-- Begin GIVEN ENTRIES --

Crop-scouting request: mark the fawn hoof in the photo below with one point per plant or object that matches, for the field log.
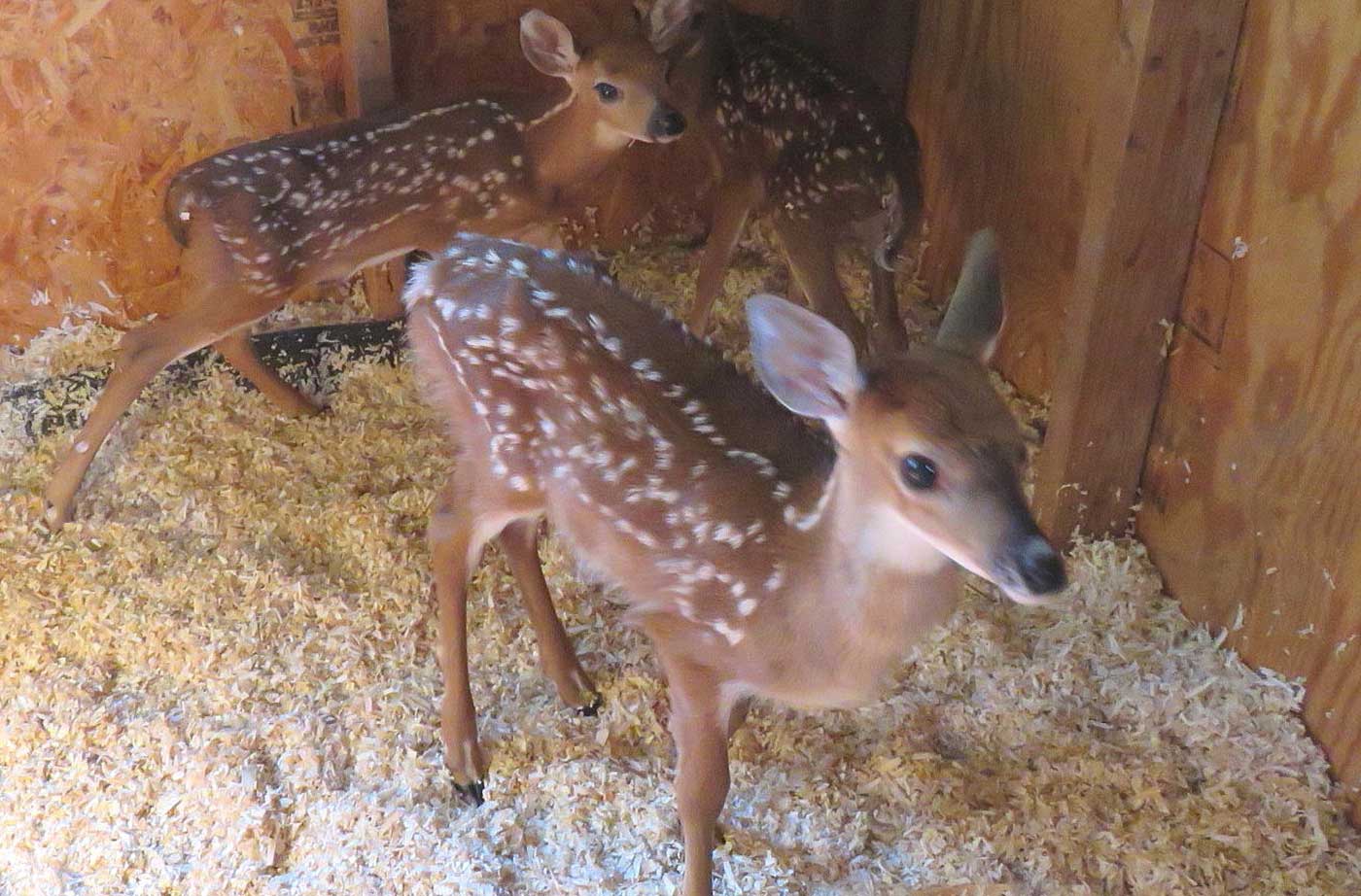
(473, 793)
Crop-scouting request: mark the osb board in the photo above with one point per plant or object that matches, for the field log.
(101, 101)
(221, 678)
(1003, 97)
(1252, 500)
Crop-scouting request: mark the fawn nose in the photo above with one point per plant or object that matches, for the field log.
(666, 122)
(1041, 568)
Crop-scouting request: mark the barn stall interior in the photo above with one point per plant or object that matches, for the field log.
(221, 676)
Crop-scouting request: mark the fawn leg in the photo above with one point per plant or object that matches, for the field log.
(698, 725)
(208, 314)
(888, 336)
(453, 547)
(737, 196)
(812, 253)
(240, 353)
(520, 544)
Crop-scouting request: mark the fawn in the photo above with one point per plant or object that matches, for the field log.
(265, 219)
(759, 556)
(816, 149)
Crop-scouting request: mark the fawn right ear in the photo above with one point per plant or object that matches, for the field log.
(666, 22)
(547, 44)
(806, 362)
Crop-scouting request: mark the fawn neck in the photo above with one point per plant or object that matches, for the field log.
(569, 145)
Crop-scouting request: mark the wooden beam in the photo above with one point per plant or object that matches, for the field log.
(1152, 145)
(366, 52)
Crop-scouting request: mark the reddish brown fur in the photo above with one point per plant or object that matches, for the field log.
(262, 221)
(759, 561)
(816, 149)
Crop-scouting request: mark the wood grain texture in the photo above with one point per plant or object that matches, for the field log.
(1164, 88)
(366, 48)
(1003, 98)
(652, 191)
(1252, 483)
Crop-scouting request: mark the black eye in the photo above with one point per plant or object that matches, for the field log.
(918, 472)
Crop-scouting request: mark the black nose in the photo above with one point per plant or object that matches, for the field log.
(1041, 568)
(667, 124)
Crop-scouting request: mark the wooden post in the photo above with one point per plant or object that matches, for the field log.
(366, 50)
(1152, 145)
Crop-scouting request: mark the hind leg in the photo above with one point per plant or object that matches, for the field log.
(520, 544)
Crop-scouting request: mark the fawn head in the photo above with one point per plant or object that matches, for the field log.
(623, 79)
(929, 452)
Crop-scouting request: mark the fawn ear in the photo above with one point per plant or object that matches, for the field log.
(806, 362)
(973, 320)
(547, 44)
(667, 22)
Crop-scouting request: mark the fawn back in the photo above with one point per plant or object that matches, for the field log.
(817, 149)
(761, 558)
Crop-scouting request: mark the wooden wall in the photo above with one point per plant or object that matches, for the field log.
(1252, 481)
(1003, 97)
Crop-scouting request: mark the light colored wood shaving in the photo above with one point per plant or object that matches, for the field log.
(221, 680)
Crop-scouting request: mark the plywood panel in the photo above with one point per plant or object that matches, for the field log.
(1166, 86)
(1252, 486)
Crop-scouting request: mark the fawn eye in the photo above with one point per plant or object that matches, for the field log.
(918, 472)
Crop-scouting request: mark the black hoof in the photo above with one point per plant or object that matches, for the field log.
(592, 708)
(472, 793)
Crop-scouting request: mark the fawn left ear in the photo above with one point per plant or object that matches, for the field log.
(547, 44)
(806, 362)
(973, 320)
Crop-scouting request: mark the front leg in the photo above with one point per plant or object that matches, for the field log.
(700, 726)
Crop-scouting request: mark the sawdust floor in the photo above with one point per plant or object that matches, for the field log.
(221, 680)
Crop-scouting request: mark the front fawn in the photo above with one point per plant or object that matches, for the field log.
(761, 558)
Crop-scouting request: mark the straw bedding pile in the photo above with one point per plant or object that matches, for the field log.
(221, 680)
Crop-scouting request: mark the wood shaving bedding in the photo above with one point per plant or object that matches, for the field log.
(221, 680)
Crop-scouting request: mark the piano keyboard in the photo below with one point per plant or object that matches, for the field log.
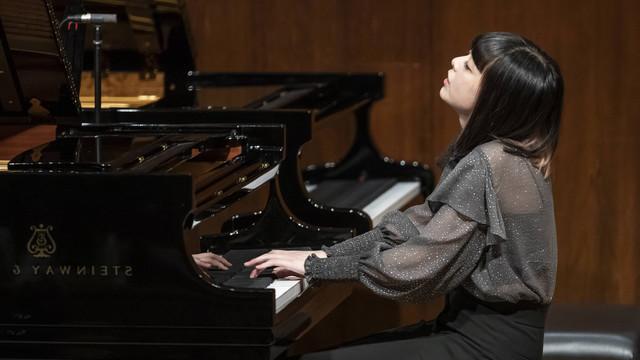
(286, 289)
(393, 197)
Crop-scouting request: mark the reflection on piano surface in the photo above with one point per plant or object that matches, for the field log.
(98, 226)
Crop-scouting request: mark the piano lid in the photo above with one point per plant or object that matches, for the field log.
(35, 81)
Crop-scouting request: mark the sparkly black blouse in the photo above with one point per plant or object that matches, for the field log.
(488, 227)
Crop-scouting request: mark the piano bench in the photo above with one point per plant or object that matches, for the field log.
(592, 332)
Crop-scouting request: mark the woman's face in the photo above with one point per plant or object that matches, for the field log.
(461, 86)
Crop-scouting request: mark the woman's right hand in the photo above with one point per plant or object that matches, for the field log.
(209, 261)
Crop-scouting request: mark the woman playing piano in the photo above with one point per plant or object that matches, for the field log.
(485, 237)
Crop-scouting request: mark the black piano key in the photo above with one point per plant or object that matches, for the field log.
(351, 194)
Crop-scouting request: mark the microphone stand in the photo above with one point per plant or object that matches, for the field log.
(97, 43)
(97, 74)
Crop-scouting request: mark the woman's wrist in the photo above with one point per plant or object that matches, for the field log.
(320, 254)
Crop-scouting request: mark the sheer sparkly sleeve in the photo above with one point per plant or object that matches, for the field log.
(394, 229)
(434, 256)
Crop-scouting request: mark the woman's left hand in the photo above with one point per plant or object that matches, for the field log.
(284, 262)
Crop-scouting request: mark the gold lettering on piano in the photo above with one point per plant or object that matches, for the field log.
(41, 243)
(74, 270)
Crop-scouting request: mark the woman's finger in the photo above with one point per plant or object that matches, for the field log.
(219, 264)
(222, 260)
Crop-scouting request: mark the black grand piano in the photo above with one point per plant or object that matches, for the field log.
(98, 226)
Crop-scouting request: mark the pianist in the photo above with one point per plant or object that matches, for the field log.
(485, 237)
(210, 260)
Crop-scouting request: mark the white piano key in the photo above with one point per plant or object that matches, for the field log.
(287, 290)
(393, 199)
(262, 179)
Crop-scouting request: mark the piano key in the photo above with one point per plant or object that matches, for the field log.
(393, 199)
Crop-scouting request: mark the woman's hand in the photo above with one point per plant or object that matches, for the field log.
(285, 262)
(211, 260)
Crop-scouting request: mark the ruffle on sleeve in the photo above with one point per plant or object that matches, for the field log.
(468, 189)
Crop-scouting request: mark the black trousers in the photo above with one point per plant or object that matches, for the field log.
(466, 329)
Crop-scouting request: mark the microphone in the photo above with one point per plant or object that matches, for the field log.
(93, 18)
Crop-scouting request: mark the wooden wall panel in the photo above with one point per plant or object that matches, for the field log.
(596, 171)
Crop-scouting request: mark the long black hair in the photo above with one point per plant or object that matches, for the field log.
(519, 101)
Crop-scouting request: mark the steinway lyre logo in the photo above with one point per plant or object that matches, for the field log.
(41, 244)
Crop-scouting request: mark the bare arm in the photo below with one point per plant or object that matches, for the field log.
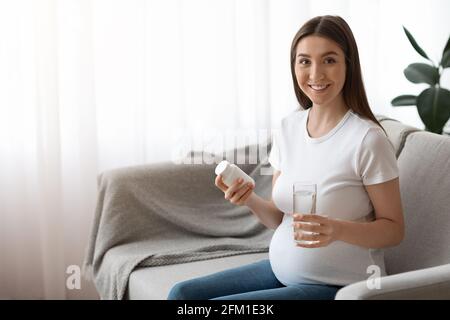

-- End GIVEN ENTRIES --

* TO BE DONE
Count the lines in the listing that contain the string "wooden" with matching case, and give only that number.

* EXERCISE RESULT
4